Collected data entries
....

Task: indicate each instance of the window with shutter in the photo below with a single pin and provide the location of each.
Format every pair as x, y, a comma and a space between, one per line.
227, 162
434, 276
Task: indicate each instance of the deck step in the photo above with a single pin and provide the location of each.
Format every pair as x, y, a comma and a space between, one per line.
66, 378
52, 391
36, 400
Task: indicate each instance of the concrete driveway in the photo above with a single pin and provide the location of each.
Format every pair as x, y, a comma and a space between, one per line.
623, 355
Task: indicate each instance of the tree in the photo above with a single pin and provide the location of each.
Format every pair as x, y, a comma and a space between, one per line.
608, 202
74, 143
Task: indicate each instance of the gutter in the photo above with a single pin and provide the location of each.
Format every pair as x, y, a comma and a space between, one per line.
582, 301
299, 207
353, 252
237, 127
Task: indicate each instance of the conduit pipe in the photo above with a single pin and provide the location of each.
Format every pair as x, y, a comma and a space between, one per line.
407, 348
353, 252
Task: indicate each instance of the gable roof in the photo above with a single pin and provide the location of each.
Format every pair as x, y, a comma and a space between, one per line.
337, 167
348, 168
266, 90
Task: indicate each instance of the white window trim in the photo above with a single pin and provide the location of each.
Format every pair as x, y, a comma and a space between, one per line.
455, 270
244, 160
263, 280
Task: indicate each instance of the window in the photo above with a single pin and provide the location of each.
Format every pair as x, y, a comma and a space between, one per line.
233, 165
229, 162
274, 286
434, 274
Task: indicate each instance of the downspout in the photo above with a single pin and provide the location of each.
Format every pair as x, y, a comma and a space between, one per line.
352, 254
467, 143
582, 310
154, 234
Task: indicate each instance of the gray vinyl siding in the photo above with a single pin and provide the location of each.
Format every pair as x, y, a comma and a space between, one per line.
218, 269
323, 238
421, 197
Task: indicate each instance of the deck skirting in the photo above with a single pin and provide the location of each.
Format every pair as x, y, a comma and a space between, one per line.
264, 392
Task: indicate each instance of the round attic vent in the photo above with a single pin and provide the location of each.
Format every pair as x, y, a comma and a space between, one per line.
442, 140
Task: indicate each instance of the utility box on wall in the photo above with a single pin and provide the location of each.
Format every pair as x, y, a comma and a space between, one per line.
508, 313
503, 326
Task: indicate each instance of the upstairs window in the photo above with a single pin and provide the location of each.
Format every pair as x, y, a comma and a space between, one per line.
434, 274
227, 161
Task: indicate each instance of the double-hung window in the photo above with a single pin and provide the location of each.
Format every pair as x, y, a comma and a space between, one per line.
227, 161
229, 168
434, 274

....

__INSTRUCTIONS FOR THE TASK__: Output all of the material above as a two-column CSV with the headers "request" and "answer," one row per request. Put each request's full text and its answer in one quoted field, replacing line breaks with spaces.

__FULL RESPONSE__:
request,answer
"Task: indicate each instance of the window with shutter in the photo below with a single pin and provide the location of each. Format every pair as x, y, a comma and a space between, one per line.","227, 162 434, 276"
"Task: indicate each instance of the deck step in the photo above with a single pin and provide the location of each. Format every pair as x, y, a comma and a space between, one per line.","66, 378 52, 391 36, 400"
"Task: indicate each instance of the concrete driveway in the photo above with a single pin and provide the location of each. Format every pair as x, y, a comma and a space between, one per line.","623, 355"
"Task: indicate each instance of the tree in the photo above with a single pin and provide the location of each. Format every pair as x, y, a comma and a space between, one per line.","608, 202 74, 143"
"Task: indicate each instance of the gutter in the photo above with a single pin and provide the location of each. Format every pair as x, y, a comma and a space between, one per line.","582, 301 299, 207 353, 252 237, 127"
"Task: indicate each instance of the conduit pipe in the photo above with a single pin and provide the location of each. Format every pair as x, y, a comma and a space between, one per line.","407, 348 353, 252"
"Task: indicate each instance of the gable roof in the photo above with a single pin and provide the location of each. Format every pair as x, y, a comma and a space between, one per line.","337, 167 348, 168 266, 90"
"Task: indicate each instance of the white window trim in the photo above with a single pin and provide the location of each. Format every pair as x, y, a comma and a space between, one per line.","455, 270 244, 160 263, 280"
"Task: indicate each instance of the window in the photo above with a single pin and provide the location of each. Format every pair as x, y, a comma and a space between, one per line.","233, 165 229, 162 274, 286 434, 274"
"Task: indicate each instance of the downspout in the photo above with a single pin and provide the location of each. Format every pair as x, y, a comma and a space between, one per line.","352, 254 467, 143 582, 310 154, 234"
"Task: indicate each instance of the gray vinyl siding in the photo above with a single pin and provide the location of each. Format every pair as x, y, a comma and a space between, one per line.","218, 269 323, 238 421, 197"
"Task: indicate each instance of the deck skirting in the photo above with a single pin and provide the location of each. Format every pair as x, y, a comma and a space between, one per line.","264, 392"
"Task: indicate each instance of the round attic vent in the photo above with a single pin and provide the location of each. Format every pair as x, y, a comma and a space between, one per line.","442, 140"
"Task: indicate each instance of the utility box on wall in the photo above with a single pin and provide the location of each. Format every pair as x, y, a comma and a space between, one per line.","508, 313 503, 326"
"Task: indicate each instance of the upstairs window in the photo above with a single pin and provide the location of each. Format every pair as x, y, a comma and a space between, one per line.","434, 274 227, 161"
"Task: indicate each instance of the double-hung window in the photo above with a single pin and provide the location of each. Format every pair as x, y, a comma and a space between, one per line.","227, 161 229, 168 434, 274"